WORK INSTRUCTIONS:
Give back exactly the lines that run from the line containing "Task: confirm every instance of the painted" through the end of the listing below. Leave out every other line.

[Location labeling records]
-------------------------

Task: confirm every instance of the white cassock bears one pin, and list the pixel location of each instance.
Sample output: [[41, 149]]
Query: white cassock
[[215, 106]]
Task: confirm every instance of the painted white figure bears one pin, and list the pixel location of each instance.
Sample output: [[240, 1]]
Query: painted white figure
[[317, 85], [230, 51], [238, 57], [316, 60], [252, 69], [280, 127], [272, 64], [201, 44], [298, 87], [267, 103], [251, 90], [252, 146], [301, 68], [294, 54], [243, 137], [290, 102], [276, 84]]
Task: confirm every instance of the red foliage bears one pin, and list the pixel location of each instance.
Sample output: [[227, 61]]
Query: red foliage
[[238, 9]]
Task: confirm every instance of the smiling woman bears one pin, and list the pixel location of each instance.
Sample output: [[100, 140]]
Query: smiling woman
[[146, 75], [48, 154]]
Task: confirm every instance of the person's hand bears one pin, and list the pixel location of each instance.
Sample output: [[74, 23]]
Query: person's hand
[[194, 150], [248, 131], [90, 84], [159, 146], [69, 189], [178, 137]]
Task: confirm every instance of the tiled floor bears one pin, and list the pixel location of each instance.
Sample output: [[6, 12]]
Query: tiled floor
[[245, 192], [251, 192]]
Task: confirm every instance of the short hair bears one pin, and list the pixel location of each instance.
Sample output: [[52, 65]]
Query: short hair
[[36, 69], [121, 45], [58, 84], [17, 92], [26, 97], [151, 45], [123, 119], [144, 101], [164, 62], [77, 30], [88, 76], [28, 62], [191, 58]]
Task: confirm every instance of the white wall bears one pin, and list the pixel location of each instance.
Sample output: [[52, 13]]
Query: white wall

-------------------------

COMPLETE OUTPUT:
Task: confirm every instance of the painted white figure bears one pin, and list the pixel location of each instance.
Sample output: [[240, 1]]
Query: painted white figure
[[317, 85], [230, 51], [238, 57], [316, 60], [252, 69], [280, 127], [272, 64], [201, 44], [298, 87], [267, 103], [251, 90], [252, 146], [301, 68], [294, 54], [243, 137], [290, 102], [276, 84]]
Task: confirm every instance of the red foliage bears one pin, and list the pixel location of each instance.
Sample output: [[227, 61]]
Query: red foliage
[[238, 9]]
Task: confirm every instance of the smiling woman bears one pin, and list the pixel location of each instance.
Sample output: [[100, 140]]
Query: smiling woman
[[146, 75], [48, 154]]
Task: confirm every instance of the person's hand bears one pin, and list the pixel location of each instance.
Sample output: [[74, 23]]
Query: person's hand
[[194, 150], [248, 131], [90, 84], [159, 146], [69, 189], [178, 137]]
Task: confirm every instance of the tiled floor bears one pin, and list the pixel location of each instance.
Sample output: [[6, 12]]
Query: tiled floor
[[245, 192], [251, 192]]
Task: confirm every instance of the short hair bears one pin, and list the pixel location of each instance.
Sample output: [[52, 65]]
Query: short hair
[[36, 69], [121, 45], [58, 84], [17, 92], [26, 97], [151, 45], [123, 119], [144, 101], [164, 62], [77, 30], [88, 76], [28, 62], [191, 58]]
Task: confirm every instance of the white wall bears one pin, and list the pixel location of each instance.
Sample output: [[52, 13]]
Query: white wall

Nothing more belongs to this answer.